* START LISTED ENTRIES *

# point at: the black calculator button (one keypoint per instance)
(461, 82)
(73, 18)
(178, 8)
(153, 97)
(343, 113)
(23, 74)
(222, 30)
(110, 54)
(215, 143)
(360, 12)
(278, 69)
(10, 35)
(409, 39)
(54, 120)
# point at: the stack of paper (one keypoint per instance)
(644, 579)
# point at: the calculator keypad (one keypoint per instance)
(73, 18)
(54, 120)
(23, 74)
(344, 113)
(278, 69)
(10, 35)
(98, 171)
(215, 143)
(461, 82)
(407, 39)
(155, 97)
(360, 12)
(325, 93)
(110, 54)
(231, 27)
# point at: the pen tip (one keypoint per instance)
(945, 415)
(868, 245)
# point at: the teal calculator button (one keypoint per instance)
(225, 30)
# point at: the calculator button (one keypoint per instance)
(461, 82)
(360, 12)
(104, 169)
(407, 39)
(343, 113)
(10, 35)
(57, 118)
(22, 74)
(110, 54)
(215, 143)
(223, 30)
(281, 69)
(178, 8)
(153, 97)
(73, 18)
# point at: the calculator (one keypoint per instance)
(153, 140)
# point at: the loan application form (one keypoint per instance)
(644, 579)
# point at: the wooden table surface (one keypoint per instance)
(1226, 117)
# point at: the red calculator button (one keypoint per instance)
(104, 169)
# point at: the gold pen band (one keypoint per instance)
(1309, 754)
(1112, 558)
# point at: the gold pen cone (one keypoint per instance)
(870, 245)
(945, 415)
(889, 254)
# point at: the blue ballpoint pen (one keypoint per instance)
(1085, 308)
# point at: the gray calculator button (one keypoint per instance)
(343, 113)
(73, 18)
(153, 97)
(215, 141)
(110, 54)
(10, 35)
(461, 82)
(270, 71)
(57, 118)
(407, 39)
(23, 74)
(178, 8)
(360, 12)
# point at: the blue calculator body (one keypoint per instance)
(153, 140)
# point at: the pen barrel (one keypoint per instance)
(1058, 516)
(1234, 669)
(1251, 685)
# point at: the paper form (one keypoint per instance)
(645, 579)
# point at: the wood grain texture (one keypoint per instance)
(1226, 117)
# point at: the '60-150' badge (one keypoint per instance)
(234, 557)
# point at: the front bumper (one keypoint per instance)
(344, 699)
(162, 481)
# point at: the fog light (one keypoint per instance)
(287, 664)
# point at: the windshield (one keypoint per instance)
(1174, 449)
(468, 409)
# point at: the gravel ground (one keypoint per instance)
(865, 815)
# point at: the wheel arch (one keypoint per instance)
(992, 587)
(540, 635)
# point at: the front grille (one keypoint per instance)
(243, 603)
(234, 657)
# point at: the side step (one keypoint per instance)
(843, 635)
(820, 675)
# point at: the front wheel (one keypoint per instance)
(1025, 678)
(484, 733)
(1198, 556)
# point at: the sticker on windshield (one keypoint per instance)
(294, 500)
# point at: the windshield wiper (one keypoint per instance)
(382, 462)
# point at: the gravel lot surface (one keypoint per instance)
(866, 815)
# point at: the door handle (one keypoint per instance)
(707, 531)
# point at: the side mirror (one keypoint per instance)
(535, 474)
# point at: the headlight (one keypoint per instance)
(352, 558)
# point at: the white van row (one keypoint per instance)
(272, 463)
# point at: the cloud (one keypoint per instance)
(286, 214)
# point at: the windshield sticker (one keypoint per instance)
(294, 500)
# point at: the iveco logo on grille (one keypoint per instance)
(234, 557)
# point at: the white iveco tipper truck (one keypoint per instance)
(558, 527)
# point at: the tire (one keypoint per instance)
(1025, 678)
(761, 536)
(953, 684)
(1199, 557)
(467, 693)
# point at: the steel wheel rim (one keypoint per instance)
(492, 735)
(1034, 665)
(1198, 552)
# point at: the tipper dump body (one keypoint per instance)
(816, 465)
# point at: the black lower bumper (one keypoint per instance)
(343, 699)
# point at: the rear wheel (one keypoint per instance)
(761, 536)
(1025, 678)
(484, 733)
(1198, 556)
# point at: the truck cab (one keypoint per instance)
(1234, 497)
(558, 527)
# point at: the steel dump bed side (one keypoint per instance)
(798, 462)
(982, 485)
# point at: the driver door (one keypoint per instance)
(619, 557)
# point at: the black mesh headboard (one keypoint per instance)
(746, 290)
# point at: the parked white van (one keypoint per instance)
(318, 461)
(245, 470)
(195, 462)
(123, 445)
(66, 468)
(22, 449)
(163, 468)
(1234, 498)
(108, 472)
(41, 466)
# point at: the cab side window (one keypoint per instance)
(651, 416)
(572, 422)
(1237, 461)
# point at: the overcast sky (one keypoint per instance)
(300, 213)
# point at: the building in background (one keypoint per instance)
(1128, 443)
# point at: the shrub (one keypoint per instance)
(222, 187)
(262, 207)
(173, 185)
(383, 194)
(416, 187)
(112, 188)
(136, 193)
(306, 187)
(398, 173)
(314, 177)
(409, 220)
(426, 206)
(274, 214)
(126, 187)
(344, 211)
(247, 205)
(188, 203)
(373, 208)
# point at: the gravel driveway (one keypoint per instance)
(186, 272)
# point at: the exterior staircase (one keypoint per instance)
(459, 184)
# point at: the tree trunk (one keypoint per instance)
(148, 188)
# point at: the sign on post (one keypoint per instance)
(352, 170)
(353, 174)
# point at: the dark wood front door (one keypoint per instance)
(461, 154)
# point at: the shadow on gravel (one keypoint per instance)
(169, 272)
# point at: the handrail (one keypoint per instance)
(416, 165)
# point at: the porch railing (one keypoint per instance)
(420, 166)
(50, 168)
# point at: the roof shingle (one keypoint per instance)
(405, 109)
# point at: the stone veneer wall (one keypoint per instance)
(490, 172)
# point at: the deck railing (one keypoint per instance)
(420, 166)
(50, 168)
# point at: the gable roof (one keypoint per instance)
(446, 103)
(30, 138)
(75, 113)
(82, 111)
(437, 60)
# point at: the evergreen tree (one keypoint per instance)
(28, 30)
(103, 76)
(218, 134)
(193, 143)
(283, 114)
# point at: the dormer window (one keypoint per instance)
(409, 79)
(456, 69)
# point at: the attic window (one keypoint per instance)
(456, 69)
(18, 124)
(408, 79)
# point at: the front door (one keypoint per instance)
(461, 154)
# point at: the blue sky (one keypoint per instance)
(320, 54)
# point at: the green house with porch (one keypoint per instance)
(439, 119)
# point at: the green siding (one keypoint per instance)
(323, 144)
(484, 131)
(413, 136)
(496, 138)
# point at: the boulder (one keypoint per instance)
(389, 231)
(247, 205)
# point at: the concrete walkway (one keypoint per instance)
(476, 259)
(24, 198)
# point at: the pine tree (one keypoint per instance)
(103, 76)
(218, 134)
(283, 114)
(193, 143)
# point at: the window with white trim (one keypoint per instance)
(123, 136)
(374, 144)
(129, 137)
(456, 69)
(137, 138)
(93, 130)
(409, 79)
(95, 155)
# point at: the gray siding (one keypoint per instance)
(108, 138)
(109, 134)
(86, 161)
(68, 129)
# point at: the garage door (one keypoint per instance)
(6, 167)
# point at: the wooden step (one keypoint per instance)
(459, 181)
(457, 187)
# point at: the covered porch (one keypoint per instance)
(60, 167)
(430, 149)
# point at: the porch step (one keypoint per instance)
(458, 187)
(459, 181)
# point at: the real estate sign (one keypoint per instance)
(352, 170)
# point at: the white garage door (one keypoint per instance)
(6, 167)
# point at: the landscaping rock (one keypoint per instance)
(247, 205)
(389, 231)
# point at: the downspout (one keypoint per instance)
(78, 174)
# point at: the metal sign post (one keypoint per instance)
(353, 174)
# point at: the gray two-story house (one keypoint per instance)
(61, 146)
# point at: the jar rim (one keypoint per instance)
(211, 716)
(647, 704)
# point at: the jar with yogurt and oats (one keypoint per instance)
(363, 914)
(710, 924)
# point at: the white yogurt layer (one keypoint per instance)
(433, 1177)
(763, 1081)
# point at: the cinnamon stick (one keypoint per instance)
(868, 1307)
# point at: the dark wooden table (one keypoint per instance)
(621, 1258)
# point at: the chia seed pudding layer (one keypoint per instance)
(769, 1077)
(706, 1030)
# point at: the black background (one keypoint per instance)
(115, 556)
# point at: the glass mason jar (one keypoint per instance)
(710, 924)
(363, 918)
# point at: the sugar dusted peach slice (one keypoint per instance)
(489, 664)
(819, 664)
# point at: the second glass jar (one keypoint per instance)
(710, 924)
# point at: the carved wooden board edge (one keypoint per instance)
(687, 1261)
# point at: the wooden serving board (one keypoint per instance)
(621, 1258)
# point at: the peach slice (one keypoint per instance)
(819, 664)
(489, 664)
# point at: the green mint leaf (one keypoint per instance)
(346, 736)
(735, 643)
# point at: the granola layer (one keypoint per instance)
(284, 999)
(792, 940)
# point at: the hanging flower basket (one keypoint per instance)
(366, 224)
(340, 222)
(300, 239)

* END LISTED ENTRIES *

● **REQUIRED TASK**
Lay out the stretch of the records from the line containing "# point at: the cloud" through the line containing "(1128, 443)", both included, as a JSON list of strings with one string per line and blank lines omitted.

● **FINISHED EXERCISE**
[
  "# point at: the cloud (one keypoint per instance)",
  "(286, 214)",
  "# point at: the windshield sticker (one keypoint per instance)",
  "(294, 500)",
  "# point at: the iveco logo on grille (one keypoint per instance)",
  "(234, 557)",
  "# point at: the white iveco tipper truck (one keypoint per instance)",
  "(558, 527)",
  "# point at: the tire (one keypoint per instance)",
  "(1025, 678)",
  "(761, 536)",
  "(953, 684)",
  "(1199, 557)",
  "(467, 693)",
  "# point at: the steel wheel rim (one keypoint per instance)",
  "(492, 735)",
  "(1034, 665)",
  "(1198, 552)",
  "# point at: the tipper dump body (one keypoint per instance)",
  "(816, 465)",
  "# point at: the black lower bumper (one keypoint per instance)",
  "(343, 699)",
  "# point at: the rear wheel (one keypoint per instance)",
  "(761, 536)",
  "(1025, 678)",
  "(484, 733)",
  "(1198, 556)",
  "# point at: the truck cab (one keypoint per instance)",
  "(1234, 497)",
  "(558, 527)",
  "# point at: the steel dump bed side (one keypoint per instance)",
  "(798, 462)",
  "(982, 485)",
  "# point at: the driver door (one keypoint per instance)",
  "(619, 557)",
  "# point at: the black mesh headboard (one keypoint per instance)",
  "(746, 290)",
  "# point at: the parked white van (one keypoint per instance)",
  "(318, 461)",
  "(245, 470)",
  "(195, 462)",
  "(123, 445)",
  "(66, 468)",
  "(22, 449)",
  "(163, 468)",
  "(1234, 498)",
  "(108, 472)",
  "(41, 466)",
  "# point at: the cab side window (one keypoint per instance)",
  "(651, 416)",
  "(572, 422)",
  "(1237, 461)",
  "# point at: the overcast sky (one keypoint per instance)",
  "(300, 213)",
  "# point at: the building in background (one keypoint per instance)",
  "(1128, 443)"
]